• [What is being asked] Rewrite the material below, starting with the line containing "Pin each instance of the suv headlight" and going on through the line containing "Pin each instance of the silver", requests included and nothing else. Multiply every x and y coordinate in the answers by 0.55 and round each to a whole number, halves up, while leaving the requests unchanged.

• [Exercise input]
——————————
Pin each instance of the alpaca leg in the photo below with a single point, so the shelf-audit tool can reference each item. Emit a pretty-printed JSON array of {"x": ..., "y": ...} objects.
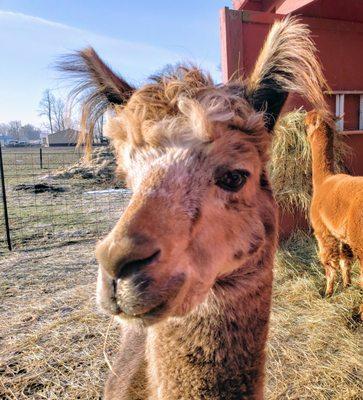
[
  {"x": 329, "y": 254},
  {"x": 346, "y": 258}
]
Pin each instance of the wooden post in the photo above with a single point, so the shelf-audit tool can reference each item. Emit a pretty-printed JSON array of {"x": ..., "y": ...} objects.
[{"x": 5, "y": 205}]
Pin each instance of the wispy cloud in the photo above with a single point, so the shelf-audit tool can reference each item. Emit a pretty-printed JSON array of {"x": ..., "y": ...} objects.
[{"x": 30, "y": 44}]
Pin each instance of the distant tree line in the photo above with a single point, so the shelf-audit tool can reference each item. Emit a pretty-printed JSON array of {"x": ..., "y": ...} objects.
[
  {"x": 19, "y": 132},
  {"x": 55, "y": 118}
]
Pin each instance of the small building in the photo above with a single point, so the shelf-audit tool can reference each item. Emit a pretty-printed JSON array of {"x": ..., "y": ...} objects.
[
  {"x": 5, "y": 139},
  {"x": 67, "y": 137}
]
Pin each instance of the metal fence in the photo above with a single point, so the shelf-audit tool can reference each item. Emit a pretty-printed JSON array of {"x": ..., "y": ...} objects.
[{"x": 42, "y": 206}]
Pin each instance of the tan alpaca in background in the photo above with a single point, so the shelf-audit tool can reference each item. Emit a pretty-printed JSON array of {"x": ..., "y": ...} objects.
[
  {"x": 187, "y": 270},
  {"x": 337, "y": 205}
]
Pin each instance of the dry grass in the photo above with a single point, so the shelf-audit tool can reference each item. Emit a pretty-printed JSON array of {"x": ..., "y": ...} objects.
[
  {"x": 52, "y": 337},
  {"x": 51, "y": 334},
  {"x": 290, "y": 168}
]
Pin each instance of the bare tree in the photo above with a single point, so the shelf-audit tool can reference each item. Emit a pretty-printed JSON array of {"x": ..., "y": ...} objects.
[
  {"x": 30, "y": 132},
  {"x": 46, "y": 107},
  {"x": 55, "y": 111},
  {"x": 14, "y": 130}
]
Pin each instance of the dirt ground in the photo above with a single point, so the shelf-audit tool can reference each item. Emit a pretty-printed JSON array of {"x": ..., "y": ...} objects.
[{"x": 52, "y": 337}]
——————————
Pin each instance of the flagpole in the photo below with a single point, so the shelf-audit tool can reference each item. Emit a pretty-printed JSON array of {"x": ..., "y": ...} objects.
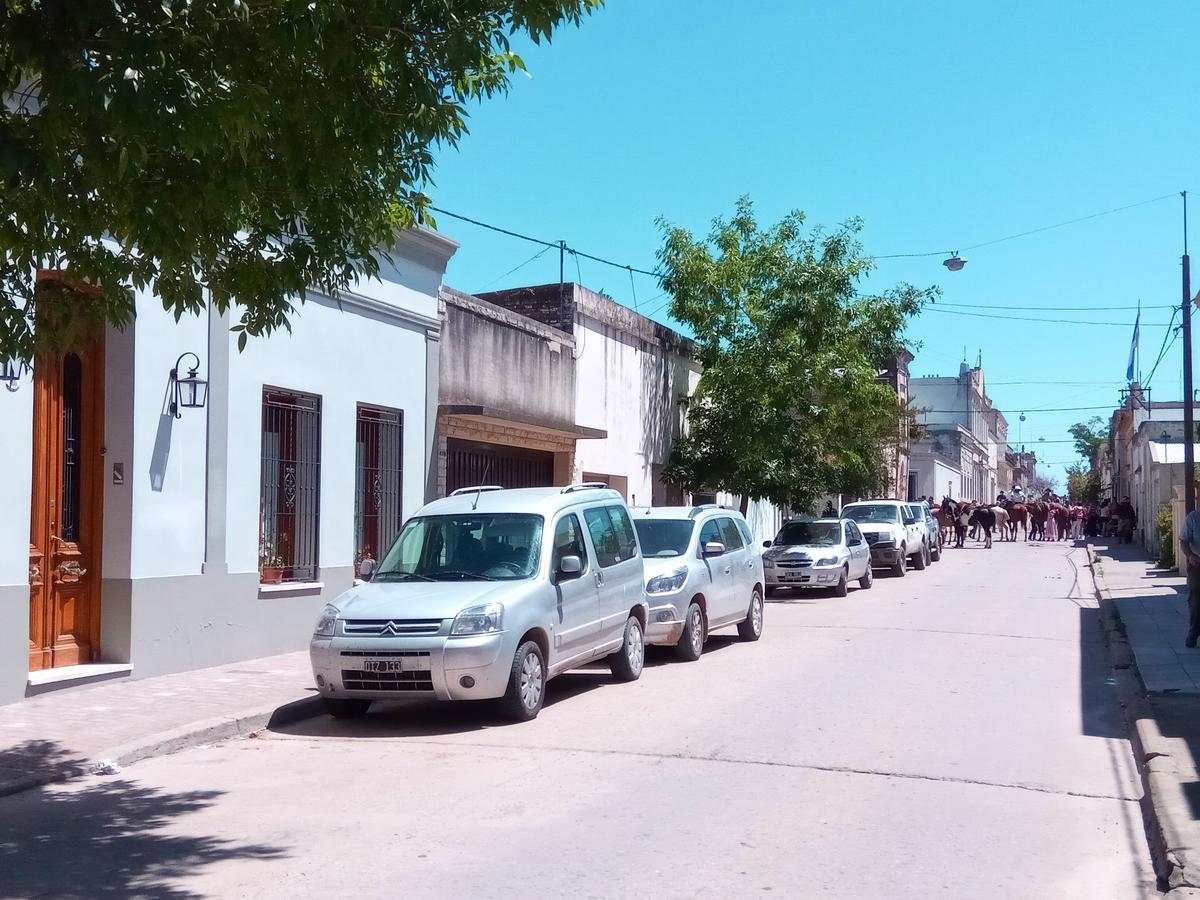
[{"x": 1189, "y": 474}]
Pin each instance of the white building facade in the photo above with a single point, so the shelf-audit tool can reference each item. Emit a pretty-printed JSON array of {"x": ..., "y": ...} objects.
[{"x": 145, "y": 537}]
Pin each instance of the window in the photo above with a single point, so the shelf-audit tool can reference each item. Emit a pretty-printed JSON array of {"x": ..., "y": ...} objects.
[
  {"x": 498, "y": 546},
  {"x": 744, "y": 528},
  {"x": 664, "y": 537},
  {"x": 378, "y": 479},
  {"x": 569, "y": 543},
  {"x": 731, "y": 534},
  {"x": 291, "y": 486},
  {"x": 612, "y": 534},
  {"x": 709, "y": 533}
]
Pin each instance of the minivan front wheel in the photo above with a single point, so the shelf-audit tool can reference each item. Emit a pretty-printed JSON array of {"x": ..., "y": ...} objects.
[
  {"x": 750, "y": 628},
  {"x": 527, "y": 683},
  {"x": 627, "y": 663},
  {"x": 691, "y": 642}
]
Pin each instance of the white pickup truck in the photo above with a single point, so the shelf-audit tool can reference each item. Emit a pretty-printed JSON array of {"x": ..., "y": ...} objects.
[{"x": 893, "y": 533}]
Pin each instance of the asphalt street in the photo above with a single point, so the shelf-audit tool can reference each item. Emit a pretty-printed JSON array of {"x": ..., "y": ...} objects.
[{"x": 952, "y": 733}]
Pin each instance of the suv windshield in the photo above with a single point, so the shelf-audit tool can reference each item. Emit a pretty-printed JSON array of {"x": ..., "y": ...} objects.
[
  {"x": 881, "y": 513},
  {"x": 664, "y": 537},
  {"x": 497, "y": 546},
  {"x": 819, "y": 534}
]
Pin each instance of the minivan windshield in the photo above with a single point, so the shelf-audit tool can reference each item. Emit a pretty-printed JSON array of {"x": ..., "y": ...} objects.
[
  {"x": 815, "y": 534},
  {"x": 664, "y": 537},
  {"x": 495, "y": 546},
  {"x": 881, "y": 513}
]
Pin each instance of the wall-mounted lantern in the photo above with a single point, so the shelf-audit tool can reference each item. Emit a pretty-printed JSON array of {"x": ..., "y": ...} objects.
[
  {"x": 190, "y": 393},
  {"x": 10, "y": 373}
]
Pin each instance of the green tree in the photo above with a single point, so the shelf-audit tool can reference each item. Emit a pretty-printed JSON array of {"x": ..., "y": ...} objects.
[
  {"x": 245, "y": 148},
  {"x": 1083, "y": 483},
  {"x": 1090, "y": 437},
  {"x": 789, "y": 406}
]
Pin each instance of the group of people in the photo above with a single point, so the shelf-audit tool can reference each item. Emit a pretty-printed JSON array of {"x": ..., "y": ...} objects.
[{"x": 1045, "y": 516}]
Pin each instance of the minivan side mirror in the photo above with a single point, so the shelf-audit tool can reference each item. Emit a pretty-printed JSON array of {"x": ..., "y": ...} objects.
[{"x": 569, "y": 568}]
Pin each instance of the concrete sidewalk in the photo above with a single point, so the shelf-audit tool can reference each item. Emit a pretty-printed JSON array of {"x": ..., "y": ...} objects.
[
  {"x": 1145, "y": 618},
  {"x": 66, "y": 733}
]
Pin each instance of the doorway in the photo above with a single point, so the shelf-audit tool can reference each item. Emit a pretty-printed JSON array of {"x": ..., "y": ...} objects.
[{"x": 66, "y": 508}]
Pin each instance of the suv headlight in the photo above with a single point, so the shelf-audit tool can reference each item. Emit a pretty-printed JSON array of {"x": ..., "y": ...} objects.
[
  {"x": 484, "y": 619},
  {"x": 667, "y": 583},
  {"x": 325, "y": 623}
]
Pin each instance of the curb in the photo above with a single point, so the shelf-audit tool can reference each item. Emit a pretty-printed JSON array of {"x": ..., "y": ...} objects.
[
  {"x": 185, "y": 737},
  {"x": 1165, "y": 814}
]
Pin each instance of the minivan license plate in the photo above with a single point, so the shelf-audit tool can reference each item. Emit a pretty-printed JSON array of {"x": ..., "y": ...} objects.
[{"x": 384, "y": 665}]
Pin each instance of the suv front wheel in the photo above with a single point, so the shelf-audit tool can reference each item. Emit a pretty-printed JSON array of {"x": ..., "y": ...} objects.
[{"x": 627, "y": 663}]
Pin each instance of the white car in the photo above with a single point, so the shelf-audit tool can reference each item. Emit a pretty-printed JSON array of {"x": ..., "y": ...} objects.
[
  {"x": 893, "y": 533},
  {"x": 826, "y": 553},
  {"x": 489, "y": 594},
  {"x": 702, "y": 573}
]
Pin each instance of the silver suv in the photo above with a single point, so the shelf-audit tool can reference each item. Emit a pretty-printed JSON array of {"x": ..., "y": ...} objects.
——————————
• [Answer]
Pin each instance of the suv headlight in the photo above with a single point, so the shelf-audit tool can reference each item. Emit a pretty-printed JSON array of {"x": ..., "y": ...} objects.
[
  {"x": 266, "y": 340},
  {"x": 367, "y": 321},
  {"x": 179, "y": 343}
]
Pin each instance of the curb in the photo above with a single point, so the shelf-audit tool can reference each item. Emit a pretty-printed JSON array of {"x": ..., "y": ...} objects.
[
  {"x": 102, "y": 405},
  {"x": 641, "y": 448}
]
Pin each instance of the minivan license plate in the photo above with a single point, so the shelf-audit tool can reference each item. Emit a pretty-printed JSON array of {"x": ..., "y": ...} objects.
[{"x": 211, "y": 366}]
Pin each instance of the suv front wheel in the photo above with a single point, so the shelf-audit tool can reference each item. Emit a pretty-printed JSON array of {"x": ..., "y": ...} objects.
[{"x": 345, "y": 365}]
Pin each instance of the white car in the photo above with a single point, so the shelf-audit tool can reference each item. Emit a pretty-printed JSON array of {"x": ..., "y": ...} objects.
[
  {"x": 491, "y": 293},
  {"x": 454, "y": 304},
  {"x": 269, "y": 327},
  {"x": 386, "y": 315}
]
Pin each instance of the silver suv in the photo above with a single point, so the shelf-audit tool can reference each item. Emit a pretty-printed JSON array of {"x": ..., "y": ...} objects.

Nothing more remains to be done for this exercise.